___ Selected extract ___
The Evolution of Valentine’s Day

February 14, 2012

in After The Honeymoon, Cheap Expectations, I Learn the Lessons So You Don't Have To, OldSchool

Once upon a time, in a land south of the Mason Dixon Line, there lived a girl and her prince. She was a doe-eyed freshman, locked away in a single-sex dorm in the heart of a cavalier campus; he was an experienced senior. But both were swept up in a thing called love.

Luckily for them, there was a day created especially to celebrate their love. A day called Valentine’s Day.  And on this day, he picked her up in his light blue ’67 Chevy Pickup, his cowboy hat and combat boots gleaming, and a bouquet of freshly-picked daffodils from the flower beds outside of the cafeteria in his hands. She wore her roommate’s prettiest dress and ordered the salad instead of the steak. Afterwards, they cuddled on the couch as he introduced her to his favorite movie, Gladiator.

Truly, it was a magical time.

Unfortunately for our story, 6 years later the girl and her prince were married.

And as the wedding bells tolled, so did they toll for the death of her Valentine’s Day.

To be fair, though, she should have seen it coming…

Our second Valentine’s Day? He still picked me up in his ’67 Chevy. The hat and boots might not have been gleaming, but I still had enough stars in my eyes to make them shine. He gave me my pick of restaurants for the evening’s meal. I chose a charming little italian place down town. As did every other red-blooded woman in that city. So we ended up at McDonalds.
___
● Complete the following
(1) Answer these questions about the Valentine's Day post:
(a) What vehicle did he pick her up in on their first Valentine's Day?
(b) Which movie did he introduce her to that night?
(c) Where did they end up eating on their second Valentine's Day?
(2) Carry on the Valentine's Day post from its last sentence.
The entries that follow come from a separate source.
___ The data ___
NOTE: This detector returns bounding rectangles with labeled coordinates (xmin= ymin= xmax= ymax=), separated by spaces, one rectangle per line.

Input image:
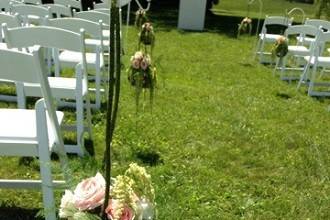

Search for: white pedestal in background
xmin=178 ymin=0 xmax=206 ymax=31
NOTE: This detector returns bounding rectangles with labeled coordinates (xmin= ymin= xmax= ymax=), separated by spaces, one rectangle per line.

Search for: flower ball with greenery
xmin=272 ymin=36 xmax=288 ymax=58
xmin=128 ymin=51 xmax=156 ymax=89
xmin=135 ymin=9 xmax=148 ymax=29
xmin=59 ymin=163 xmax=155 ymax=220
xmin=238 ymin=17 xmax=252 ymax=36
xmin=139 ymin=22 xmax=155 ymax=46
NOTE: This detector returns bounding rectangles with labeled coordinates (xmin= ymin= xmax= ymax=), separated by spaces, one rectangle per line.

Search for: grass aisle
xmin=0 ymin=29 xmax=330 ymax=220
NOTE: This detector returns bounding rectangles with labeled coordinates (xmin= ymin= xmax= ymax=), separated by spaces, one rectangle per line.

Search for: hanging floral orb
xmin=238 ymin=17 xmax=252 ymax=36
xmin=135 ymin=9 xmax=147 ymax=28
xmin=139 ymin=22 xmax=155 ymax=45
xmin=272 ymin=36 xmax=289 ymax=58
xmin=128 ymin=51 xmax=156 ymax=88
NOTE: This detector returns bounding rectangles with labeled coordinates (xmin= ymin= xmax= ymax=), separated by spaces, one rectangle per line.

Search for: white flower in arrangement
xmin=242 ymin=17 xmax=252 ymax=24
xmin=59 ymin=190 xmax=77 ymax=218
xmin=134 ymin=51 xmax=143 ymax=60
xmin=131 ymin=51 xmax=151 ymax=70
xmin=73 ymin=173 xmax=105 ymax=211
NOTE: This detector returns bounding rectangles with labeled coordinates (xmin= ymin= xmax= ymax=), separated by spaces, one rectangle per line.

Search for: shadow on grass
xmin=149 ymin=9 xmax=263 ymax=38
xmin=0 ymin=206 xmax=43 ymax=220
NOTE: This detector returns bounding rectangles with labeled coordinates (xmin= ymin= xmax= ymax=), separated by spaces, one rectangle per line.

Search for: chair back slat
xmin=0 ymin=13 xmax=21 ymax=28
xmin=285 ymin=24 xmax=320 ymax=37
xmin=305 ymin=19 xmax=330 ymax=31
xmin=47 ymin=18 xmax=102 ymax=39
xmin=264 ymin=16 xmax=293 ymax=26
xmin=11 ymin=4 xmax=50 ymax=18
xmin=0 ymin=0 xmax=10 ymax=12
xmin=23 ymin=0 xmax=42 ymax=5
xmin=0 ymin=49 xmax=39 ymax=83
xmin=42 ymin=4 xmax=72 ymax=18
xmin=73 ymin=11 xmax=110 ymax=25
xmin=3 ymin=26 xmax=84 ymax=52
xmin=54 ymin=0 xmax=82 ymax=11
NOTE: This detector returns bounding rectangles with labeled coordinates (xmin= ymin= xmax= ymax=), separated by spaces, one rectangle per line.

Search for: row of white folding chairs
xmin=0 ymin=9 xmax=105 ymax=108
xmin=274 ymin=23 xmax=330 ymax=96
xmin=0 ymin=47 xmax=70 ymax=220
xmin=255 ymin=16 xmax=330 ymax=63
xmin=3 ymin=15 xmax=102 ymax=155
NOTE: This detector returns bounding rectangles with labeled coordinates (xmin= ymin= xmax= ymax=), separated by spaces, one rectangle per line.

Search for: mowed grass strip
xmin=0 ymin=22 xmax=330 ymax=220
___
___ The data ___
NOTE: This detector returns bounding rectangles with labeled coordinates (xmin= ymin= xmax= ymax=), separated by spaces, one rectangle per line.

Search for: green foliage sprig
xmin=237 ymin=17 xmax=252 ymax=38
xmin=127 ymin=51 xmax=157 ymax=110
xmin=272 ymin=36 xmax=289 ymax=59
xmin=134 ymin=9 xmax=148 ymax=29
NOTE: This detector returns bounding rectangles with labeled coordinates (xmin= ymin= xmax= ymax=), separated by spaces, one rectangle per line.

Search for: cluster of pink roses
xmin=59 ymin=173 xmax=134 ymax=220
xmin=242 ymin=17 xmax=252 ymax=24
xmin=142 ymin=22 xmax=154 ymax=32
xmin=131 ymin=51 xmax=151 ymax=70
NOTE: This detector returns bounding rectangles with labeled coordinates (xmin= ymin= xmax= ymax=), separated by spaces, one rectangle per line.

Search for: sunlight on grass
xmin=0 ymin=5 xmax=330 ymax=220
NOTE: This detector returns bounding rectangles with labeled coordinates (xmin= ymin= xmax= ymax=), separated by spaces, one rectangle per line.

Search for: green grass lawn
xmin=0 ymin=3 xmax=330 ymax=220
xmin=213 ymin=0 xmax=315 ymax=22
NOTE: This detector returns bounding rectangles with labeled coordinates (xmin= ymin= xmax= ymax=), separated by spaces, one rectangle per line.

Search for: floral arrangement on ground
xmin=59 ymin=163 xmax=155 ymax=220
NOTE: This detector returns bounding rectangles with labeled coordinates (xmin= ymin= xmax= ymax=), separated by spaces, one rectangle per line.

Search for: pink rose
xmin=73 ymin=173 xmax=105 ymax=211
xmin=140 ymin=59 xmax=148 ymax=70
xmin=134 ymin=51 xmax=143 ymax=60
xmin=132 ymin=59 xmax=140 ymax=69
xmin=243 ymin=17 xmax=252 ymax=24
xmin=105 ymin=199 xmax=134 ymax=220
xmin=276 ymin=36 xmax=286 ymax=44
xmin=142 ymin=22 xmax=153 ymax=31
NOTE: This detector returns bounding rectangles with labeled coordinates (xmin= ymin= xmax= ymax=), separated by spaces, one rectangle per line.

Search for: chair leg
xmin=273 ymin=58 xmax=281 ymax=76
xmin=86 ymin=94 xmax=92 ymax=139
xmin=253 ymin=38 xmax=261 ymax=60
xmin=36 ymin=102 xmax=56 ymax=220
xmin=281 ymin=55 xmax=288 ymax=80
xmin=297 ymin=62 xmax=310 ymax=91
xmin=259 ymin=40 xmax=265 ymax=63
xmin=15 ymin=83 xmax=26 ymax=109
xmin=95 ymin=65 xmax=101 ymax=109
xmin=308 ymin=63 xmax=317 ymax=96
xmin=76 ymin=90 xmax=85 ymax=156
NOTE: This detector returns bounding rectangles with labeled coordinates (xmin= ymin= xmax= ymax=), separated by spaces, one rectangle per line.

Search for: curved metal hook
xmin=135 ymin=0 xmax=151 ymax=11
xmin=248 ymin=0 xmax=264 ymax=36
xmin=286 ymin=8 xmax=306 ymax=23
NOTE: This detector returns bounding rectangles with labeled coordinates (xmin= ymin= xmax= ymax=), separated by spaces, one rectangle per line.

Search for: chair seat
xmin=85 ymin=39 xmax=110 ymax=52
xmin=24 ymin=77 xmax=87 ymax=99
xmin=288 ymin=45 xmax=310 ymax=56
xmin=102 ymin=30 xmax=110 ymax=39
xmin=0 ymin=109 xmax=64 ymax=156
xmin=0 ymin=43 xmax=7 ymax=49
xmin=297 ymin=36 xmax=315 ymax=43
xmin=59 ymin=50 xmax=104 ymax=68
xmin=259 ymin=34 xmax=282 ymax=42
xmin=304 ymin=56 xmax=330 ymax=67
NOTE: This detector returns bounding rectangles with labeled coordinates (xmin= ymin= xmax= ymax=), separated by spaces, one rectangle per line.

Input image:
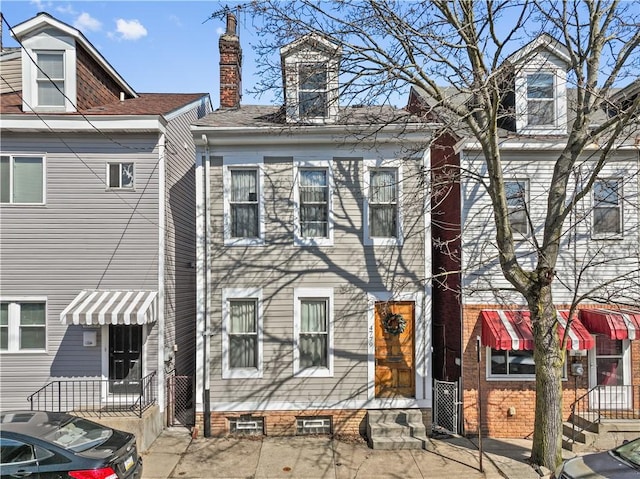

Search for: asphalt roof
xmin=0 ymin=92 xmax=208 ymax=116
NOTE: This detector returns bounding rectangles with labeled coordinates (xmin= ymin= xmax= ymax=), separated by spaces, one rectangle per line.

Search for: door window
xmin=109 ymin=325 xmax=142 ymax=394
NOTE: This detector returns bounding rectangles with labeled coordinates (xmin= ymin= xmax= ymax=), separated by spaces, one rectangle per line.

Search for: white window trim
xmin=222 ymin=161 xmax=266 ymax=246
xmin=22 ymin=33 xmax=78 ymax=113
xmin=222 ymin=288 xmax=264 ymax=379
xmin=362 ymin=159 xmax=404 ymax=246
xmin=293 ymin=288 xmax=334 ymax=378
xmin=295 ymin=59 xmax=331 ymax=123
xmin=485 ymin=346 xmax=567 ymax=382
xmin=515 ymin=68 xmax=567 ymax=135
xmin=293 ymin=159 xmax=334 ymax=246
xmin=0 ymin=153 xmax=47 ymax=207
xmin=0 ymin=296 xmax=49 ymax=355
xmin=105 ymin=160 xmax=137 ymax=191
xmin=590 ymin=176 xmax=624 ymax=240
___
● Responses in order
(1)
(a) A light blue '67 Chevy Pickup.
(b) Gladiator.
(c) McDonalds.

(2)
By our third Valentine’s Day, we had down graded to a simple exchange of gifts. He was a waiter at the time, and his evening was spent flirting with tipsy sorority girls and blue-haired octogenarians, while mine was spent slinging pizzas and turning down repeated offers to check my breasts for implants from the grill boy at the on-campus dive. We met up after shift and hurriedly exchanged our gifts. A box of BBQ Sauce for him, a case of Diet Coke for me. And then we went to bed. Separately. Without showering.

The next year? I got a giant stuffed gorilla. Specifically, the one I had pointed out to him in Walgreens as possibly the most hideous thing I had ever seen. He? May have gotten a card. I think.

By our fifth Valentine’s Day, the Big Man had moved on to medical school. Pleading poverty and a looming deadline, he actually skipped the entire holiday. And I let him. Probably because it saved me from having to think of yet another gift to give him.

I’m sorry, but when Christmas is in December and your loved one’s birthday is a mere 3 months later? Stuffing yet another gift in between them is like asking for a third slice of cheese on your bologna sandwich. It’s not going to make much of a difference.

Somehow, he managed to sell me on the idea of skipping Valentine’s Day altogether the next year. We celebrated President’s Day instead. Partly to avoid the crowds. But mostly because he had a coupon.

And so it went.

Until this weekend, ten years after that first Valentine’s Day, when, by golly, there will be romance. There will be soft music. And candles. And chocolate-covered strawberries, champagne, and roses.

Because I bought them for myself.

Happy President’s Day, Ya’ll!


Megan - Best of Fates February 21, 2012 at 5:23 pm

I clearly need to start buying myself chocolate-covered strawberries. Life would be so much better.

Audrey February 15, 2012 at 4:36 pm

Ha ha ha ha ha We ended up at McDonalds on our second Valentine’s day too! Glad its not just me! Its a sweet story and I hope you guys had a wonderful Valentine’s day!

NSC February 15, 2012 at 10:46 am

Awww, thats so sweet. But I must disagree with you, that third slice of cheese on the bologna sandwich – DOES make a difference. It may then be a cheese sandwich with a slice of bologna, but Oh, so much better for the extra cheese.